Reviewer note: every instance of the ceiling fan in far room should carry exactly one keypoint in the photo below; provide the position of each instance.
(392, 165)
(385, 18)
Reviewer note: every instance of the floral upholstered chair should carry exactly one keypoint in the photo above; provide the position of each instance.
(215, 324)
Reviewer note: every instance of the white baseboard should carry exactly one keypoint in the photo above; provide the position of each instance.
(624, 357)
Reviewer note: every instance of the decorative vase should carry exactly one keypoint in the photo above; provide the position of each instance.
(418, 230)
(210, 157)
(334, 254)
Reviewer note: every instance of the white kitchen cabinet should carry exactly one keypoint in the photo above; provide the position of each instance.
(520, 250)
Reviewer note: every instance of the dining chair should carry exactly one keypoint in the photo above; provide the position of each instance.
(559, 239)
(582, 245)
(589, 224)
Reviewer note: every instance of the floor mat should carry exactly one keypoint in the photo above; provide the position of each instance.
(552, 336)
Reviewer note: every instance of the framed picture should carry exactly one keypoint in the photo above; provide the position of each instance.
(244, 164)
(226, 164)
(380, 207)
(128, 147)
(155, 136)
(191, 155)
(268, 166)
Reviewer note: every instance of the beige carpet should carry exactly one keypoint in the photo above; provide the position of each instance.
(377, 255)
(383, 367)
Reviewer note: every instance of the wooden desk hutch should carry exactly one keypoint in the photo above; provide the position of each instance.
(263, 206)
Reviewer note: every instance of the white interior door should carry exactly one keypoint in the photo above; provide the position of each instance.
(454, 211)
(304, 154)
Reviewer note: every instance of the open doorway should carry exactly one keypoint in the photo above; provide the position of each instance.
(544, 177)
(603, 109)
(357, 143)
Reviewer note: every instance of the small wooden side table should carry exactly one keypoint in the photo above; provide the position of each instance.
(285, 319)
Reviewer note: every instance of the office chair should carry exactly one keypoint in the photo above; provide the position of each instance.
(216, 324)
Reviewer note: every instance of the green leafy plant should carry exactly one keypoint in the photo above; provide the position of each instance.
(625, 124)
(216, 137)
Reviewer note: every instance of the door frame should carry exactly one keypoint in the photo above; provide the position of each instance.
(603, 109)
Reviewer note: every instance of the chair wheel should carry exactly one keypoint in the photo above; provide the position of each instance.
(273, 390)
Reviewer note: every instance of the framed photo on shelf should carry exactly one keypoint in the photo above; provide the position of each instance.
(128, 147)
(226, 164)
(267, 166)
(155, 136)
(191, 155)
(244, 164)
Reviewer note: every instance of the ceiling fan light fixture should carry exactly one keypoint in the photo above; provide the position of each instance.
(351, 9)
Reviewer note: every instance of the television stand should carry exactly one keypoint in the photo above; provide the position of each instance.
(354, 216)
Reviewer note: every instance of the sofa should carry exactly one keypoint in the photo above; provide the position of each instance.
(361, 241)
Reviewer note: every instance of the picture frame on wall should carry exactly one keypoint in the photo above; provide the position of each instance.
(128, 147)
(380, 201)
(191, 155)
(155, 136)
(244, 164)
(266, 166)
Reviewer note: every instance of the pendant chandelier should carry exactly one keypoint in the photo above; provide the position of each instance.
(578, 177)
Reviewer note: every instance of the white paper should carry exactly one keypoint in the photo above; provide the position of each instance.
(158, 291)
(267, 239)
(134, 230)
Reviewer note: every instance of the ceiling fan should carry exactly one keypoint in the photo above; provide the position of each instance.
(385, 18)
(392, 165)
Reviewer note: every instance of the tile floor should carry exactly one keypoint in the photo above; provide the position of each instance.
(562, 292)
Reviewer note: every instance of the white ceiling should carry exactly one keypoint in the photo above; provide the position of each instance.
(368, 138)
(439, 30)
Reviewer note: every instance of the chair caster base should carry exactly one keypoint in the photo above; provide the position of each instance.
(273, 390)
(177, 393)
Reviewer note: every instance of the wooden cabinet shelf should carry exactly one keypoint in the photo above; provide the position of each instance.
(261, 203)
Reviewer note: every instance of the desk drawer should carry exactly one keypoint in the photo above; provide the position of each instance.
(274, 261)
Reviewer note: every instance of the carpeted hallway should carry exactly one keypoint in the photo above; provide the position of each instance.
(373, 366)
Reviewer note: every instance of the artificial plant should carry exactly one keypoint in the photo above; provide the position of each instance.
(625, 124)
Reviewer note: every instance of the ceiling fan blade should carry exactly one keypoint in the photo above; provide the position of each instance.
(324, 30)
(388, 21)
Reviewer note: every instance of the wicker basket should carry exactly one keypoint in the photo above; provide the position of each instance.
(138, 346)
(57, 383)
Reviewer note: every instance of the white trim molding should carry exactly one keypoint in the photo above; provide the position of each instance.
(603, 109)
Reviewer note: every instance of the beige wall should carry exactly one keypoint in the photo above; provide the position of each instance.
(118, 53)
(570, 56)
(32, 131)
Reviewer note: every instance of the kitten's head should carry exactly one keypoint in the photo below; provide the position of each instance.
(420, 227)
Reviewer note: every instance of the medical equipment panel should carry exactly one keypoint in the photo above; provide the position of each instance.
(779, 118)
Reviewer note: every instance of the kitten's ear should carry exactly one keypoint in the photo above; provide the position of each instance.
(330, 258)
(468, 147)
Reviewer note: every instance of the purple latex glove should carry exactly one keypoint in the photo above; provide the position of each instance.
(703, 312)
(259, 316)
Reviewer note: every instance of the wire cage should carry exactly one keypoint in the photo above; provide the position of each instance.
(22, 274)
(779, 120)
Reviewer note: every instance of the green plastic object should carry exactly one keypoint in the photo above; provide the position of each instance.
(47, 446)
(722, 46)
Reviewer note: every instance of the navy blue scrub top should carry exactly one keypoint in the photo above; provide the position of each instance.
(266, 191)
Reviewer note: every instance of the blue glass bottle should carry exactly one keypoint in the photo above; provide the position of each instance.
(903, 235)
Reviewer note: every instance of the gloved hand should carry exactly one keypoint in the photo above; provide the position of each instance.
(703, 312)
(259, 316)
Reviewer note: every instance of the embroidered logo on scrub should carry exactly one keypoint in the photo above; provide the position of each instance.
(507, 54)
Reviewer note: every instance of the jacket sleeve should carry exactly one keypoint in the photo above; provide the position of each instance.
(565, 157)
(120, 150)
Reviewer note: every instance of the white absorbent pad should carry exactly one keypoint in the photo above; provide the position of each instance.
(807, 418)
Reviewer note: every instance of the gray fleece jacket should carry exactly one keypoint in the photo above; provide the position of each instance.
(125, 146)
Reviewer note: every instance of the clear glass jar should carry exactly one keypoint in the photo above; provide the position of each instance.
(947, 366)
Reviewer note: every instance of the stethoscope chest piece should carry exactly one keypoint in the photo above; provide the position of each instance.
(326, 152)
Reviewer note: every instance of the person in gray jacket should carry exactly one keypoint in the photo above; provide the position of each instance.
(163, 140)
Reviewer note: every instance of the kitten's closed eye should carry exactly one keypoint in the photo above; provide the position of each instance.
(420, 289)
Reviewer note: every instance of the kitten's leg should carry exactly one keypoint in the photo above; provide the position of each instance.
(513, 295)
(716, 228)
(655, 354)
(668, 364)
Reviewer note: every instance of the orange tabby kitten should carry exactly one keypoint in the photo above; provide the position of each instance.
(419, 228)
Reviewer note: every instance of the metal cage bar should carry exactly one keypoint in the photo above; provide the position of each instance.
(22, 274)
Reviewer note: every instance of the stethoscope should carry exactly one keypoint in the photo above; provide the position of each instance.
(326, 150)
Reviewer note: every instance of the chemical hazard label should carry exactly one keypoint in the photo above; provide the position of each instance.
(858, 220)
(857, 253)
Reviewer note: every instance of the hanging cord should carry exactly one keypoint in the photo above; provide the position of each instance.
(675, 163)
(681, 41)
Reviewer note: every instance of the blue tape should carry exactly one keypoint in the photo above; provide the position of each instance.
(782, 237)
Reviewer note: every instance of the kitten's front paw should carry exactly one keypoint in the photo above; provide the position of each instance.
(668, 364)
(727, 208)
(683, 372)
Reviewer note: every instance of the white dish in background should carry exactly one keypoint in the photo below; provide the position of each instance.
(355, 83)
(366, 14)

* * * * *

◆ **Given instruction**
Beginning at the line that contains "Reviewer note: every instance of the hanging", retype each line of the listing up to and including the last one, exactly as it stands, and nothing else.

◆ **Answer in full**
Reviewer note: every instance of the hanging cord should carry exactly one keypoint in the photo above; provide the position of each instance.
(675, 163)
(681, 41)
Reviewer note: every instance of the blue tape should carry exactly one keypoint in the photo above; provide the position of each instance.
(782, 237)
Reviewer note: every instance of the kitten's front paw should carry exactly one keypoint in the photo above; provide the position of each instance.
(668, 364)
(727, 208)
(683, 372)
Reviewer note: every instance of the white dish in background should carry exactly one keypoint in the photo below; provide the position of each instance.
(355, 83)
(366, 14)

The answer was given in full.